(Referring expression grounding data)
Content starts

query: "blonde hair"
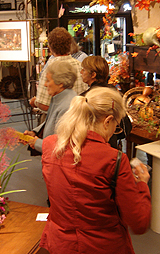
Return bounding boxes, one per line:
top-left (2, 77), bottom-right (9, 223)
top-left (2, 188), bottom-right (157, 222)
top-left (54, 87), bottom-right (126, 164)
top-left (81, 56), bottom-right (109, 83)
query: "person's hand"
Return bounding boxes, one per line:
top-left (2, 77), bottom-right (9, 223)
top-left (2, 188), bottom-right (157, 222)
top-left (29, 97), bottom-right (36, 108)
top-left (133, 163), bottom-right (150, 184)
top-left (20, 130), bottom-right (36, 145)
top-left (28, 136), bottom-right (39, 149)
top-left (24, 130), bottom-right (36, 137)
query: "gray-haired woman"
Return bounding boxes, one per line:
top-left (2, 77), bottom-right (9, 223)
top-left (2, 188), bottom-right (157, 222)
top-left (23, 60), bottom-right (77, 154)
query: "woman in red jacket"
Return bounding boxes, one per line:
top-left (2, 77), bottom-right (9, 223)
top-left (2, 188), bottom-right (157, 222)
top-left (40, 87), bottom-right (151, 254)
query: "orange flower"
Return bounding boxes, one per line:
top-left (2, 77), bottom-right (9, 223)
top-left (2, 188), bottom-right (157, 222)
top-left (131, 52), bottom-right (139, 57)
top-left (135, 0), bottom-right (151, 11)
top-left (128, 33), bottom-right (135, 37)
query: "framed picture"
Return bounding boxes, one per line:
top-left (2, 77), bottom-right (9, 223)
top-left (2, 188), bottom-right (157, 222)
top-left (0, 20), bottom-right (31, 62)
top-left (0, 0), bottom-right (16, 11)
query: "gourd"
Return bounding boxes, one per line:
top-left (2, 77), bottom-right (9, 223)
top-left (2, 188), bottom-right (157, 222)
top-left (142, 86), bottom-right (153, 97)
top-left (133, 87), bottom-right (152, 105)
top-left (133, 95), bottom-right (150, 105)
top-left (143, 27), bottom-right (160, 47)
top-left (139, 106), bottom-right (153, 121)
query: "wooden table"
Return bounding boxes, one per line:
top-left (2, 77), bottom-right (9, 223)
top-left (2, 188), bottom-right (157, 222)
top-left (126, 126), bottom-right (159, 160)
top-left (0, 201), bottom-right (49, 254)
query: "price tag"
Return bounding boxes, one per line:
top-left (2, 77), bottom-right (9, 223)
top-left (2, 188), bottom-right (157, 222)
top-left (36, 213), bottom-right (49, 221)
top-left (107, 44), bottom-right (115, 54)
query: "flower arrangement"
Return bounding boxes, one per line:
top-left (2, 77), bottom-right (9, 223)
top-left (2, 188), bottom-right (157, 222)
top-left (134, 70), bottom-right (145, 87)
top-left (89, 0), bottom-right (160, 35)
top-left (108, 52), bottom-right (146, 92)
top-left (108, 52), bottom-right (130, 86)
top-left (0, 102), bottom-right (31, 227)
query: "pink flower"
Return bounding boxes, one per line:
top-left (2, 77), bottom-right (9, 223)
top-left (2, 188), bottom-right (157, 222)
top-left (0, 127), bottom-right (19, 150)
top-left (0, 152), bottom-right (10, 175)
top-left (0, 206), bottom-right (5, 212)
top-left (0, 214), bottom-right (6, 224)
top-left (0, 197), bottom-right (5, 204)
top-left (0, 102), bottom-right (10, 123)
top-left (0, 197), bottom-right (4, 202)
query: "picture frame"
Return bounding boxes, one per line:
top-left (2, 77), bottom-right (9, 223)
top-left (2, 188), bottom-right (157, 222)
top-left (0, 20), bottom-right (31, 62)
top-left (0, 0), bottom-right (16, 11)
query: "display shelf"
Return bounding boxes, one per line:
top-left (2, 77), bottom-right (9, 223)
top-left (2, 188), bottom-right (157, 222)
top-left (127, 44), bottom-right (160, 76)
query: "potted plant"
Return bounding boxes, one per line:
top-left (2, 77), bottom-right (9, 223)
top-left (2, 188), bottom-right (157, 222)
top-left (0, 102), bottom-right (31, 227)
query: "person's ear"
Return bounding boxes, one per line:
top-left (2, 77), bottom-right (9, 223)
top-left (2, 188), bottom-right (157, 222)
top-left (103, 115), bottom-right (114, 129)
top-left (91, 71), bottom-right (97, 79)
top-left (59, 83), bottom-right (64, 89)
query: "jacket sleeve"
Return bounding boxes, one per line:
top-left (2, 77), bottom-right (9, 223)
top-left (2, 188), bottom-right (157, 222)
top-left (115, 153), bottom-right (151, 234)
top-left (34, 138), bottom-right (43, 153)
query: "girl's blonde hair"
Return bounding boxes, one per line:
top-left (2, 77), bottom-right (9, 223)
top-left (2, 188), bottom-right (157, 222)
top-left (54, 87), bottom-right (126, 164)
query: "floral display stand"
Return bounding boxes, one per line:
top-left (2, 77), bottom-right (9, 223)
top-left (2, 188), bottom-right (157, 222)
top-left (136, 141), bottom-right (160, 234)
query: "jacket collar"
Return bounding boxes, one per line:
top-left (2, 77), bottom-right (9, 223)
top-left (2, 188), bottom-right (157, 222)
top-left (86, 130), bottom-right (106, 144)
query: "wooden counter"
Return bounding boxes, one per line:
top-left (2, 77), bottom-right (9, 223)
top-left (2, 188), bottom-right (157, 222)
top-left (126, 126), bottom-right (159, 160)
top-left (0, 201), bottom-right (49, 254)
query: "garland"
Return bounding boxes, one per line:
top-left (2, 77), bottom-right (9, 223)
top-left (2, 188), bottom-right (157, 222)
top-left (89, 0), bottom-right (160, 31)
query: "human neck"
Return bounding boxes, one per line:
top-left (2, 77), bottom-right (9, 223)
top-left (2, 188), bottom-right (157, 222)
top-left (53, 53), bottom-right (69, 57)
top-left (88, 79), bottom-right (97, 87)
top-left (89, 123), bottom-right (108, 142)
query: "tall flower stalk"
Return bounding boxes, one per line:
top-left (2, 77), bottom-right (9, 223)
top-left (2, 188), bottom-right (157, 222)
top-left (0, 101), bottom-right (31, 225)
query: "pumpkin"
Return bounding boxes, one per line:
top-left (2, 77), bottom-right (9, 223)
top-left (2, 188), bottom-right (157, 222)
top-left (139, 106), bottom-right (153, 121)
top-left (143, 27), bottom-right (160, 47)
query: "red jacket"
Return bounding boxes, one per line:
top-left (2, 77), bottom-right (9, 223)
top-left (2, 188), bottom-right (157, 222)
top-left (40, 131), bottom-right (151, 254)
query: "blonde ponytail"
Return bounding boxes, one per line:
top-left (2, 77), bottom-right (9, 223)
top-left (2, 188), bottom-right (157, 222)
top-left (54, 87), bottom-right (126, 164)
top-left (54, 96), bottom-right (94, 163)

Content ends

TASK TO COMPLETE -
Transcribe every line of the records exactly. Pictures do not belong in the copy.

TASK ANSWER -
query: "blonde hair"
Return bounding boxes, one per line:
top-left (2, 77), bottom-right (9, 223)
top-left (2, 188), bottom-right (157, 222)
top-left (54, 87), bottom-right (126, 164)
top-left (81, 56), bottom-right (109, 83)
query: "person's hand"
Return bounding boxes, one per line:
top-left (2, 77), bottom-right (9, 223)
top-left (2, 188), bottom-right (157, 222)
top-left (29, 97), bottom-right (36, 108)
top-left (133, 163), bottom-right (150, 184)
top-left (20, 130), bottom-right (36, 145)
top-left (28, 136), bottom-right (39, 149)
top-left (24, 130), bottom-right (36, 137)
query: "gray-haired woman"
Return bounding boxes, one per line:
top-left (2, 77), bottom-right (9, 223)
top-left (2, 188), bottom-right (157, 222)
top-left (23, 60), bottom-right (77, 154)
query: "woman in red jacket"
Return bounding boxes, one per line:
top-left (2, 77), bottom-right (9, 223)
top-left (2, 188), bottom-right (157, 222)
top-left (40, 87), bottom-right (151, 254)
query: "orange flower"
Return bounding boxes, one per line:
top-left (2, 77), bottom-right (9, 223)
top-left (2, 188), bottom-right (157, 222)
top-left (131, 52), bottom-right (139, 57)
top-left (135, 0), bottom-right (151, 11)
top-left (128, 33), bottom-right (135, 37)
query: "framed picture"
Return bounding boxes, one per line:
top-left (2, 77), bottom-right (9, 223)
top-left (2, 188), bottom-right (157, 222)
top-left (0, 20), bottom-right (31, 62)
top-left (0, 0), bottom-right (16, 11)
query: "gourd"
Return bounding boxes, one per line:
top-left (2, 77), bottom-right (9, 223)
top-left (2, 188), bottom-right (157, 222)
top-left (142, 86), bottom-right (153, 97)
top-left (133, 87), bottom-right (152, 105)
top-left (133, 95), bottom-right (150, 105)
top-left (143, 27), bottom-right (160, 47)
top-left (139, 106), bottom-right (153, 121)
query: "wooden table"
Return bounding boxes, one per line:
top-left (2, 77), bottom-right (9, 223)
top-left (2, 188), bottom-right (157, 222)
top-left (126, 126), bottom-right (159, 160)
top-left (0, 201), bottom-right (49, 254)
query: "price tag"
Return bounding boxes, one per line:
top-left (2, 77), bottom-right (9, 223)
top-left (2, 188), bottom-right (157, 222)
top-left (36, 213), bottom-right (49, 221)
top-left (107, 44), bottom-right (115, 54)
query: "flower arrangement"
Return bounding boxes, one per line:
top-left (2, 77), bottom-right (9, 223)
top-left (2, 188), bottom-right (157, 222)
top-left (134, 70), bottom-right (145, 87)
top-left (89, 0), bottom-right (160, 35)
top-left (108, 52), bottom-right (146, 92)
top-left (108, 52), bottom-right (130, 86)
top-left (0, 102), bottom-right (31, 227)
query: "pink flower"
Return bounding boxes, one per line:
top-left (2, 77), bottom-right (9, 223)
top-left (2, 188), bottom-right (157, 222)
top-left (0, 127), bottom-right (19, 150)
top-left (0, 152), bottom-right (10, 175)
top-left (0, 206), bottom-right (5, 212)
top-left (0, 214), bottom-right (6, 224)
top-left (0, 197), bottom-right (5, 204)
top-left (0, 102), bottom-right (10, 123)
top-left (0, 197), bottom-right (4, 202)
query: "picture frame"
Return bounding boxes, one per line:
top-left (2, 77), bottom-right (9, 223)
top-left (2, 188), bottom-right (157, 222)
top-left (0, 20), bottom-right (31, 62)
top-left (0, 0), bottom-right (16, 11)
query: "display shelf"
Return bounding boxes, one per line:
top-left (2, 77), bottom-right (9, 223)
top-left (2, 188), bottom-right (157, 222)
top-left (127, 44), bottom-right (160, 76)
query: "potted plant"
Return bounding boxes, one per line:
top-left (2, 77), bottom-right (9, 223)
top-left (2, 188), bottom-right (157, 222)
top-left (0, 102), bottom-right (31, 227)
query: "person's ear"
Return bounding boxes, one per line:
top-left (2, 77), bottom-right (9, 223)
top-left (2, 188), bottom-right (157, 222)
top-left (103, 115), bottom-right (114, 129)
top-left (91, 71), bottom-right (97, 79)
top-left (59, 83), bottom-right (64, 89)
query: "jacket sleeve"
Return bounding boxes, one per line:
top-left (2, 77), bottom-right (9, 223)
top-left (2, 188), bottom-right (157, 222)
top-left (115, 153), bottom-right (151, 234)
top-left (34, 138), bottom-right (43, 153)
query: "girl's blonde hair"
Return bounding boxes, one per line:
top-left (2, 77), bottom-right (9, 223)
top-left (2, 188), bottom-right (157, 222)
top-left (54, 87), bottom-right (126, 164)
query: "floral display stand"
Return bounding boxes, one per line:
top-left (2, 77), bottom-right (9, 223)
top-left (2, 188), bottom-right (157, 222)
top-left (136, 141), bottom-right (160, 234)
query: "jacket collar"
Return bounding boxes, one per line:
top-left (2, 77), bottom-right (9, 223)
top-left (2, 188), bottom-right (157, 222)
top-left (86, 130), bottom-right (106, 144)
query: "wooden counter"
Return bounding boxes, one per line:
top-left (2, 77), bottom-right (9, 223)
top-left (2, 188), bottom-right (157, 222)
top-left (126, 126), bottom-right (159, 160)
top-left (0, 201), bottom-right (49, 254)
query: "garland"
Return bounding boxes, one per line:
top-left (2, 77), bottom-right (9, 223)
top-left (2, 188), bottom-right (157, 222)
top-left (89, 0), bottom-right (160, 31)
query: "human neck"
Return bounding boxes, one per line:
top-left (2, 77), bottom-right (9, 223)
top-left (2, 188), bottom-right (157, 222)
top-left (53, 53), bottom-right (69, 57)
top-left (88, 79), bottom-right (97, 87)
top-left (89, 123), bottom-right (108, 142)
query: "tall flower stalk"
Return bounding boxes, one per line:
top-left (2, 77), bottom-right (9, 223)
top-left (2, 188), bottom-right (157, 222)
top-left (0, 101), bottom-right (31, 225)
query: "pumpkin"
Return bounding boxes, one per line:
top-left (2, 77), bottom-right (9, 223)
top-left (2, 188), bottom-right (157, 222)
top-left (139, 106), bottom-right (153, 121)
top-left (143, 27), bottom-right (160, 47)
query: "red jacket"
Return bounding boxes, one per line:
top-left (2, 77), bottom-right (9, 223)
top-left (2, 188), bottom-right (157, 222)
top-left (40, 131), bottom-right (151, 254)
query: "blonde ponytail"
Return bounding boxes, one per line:
top-left (2, 77), bottom-right (9, 223)
top-left (2, 188), bottom-right (157, 222)
top-left (54, 87), bottom-right (126, 164)
top-left (54, 96), bottom-right (94, 163)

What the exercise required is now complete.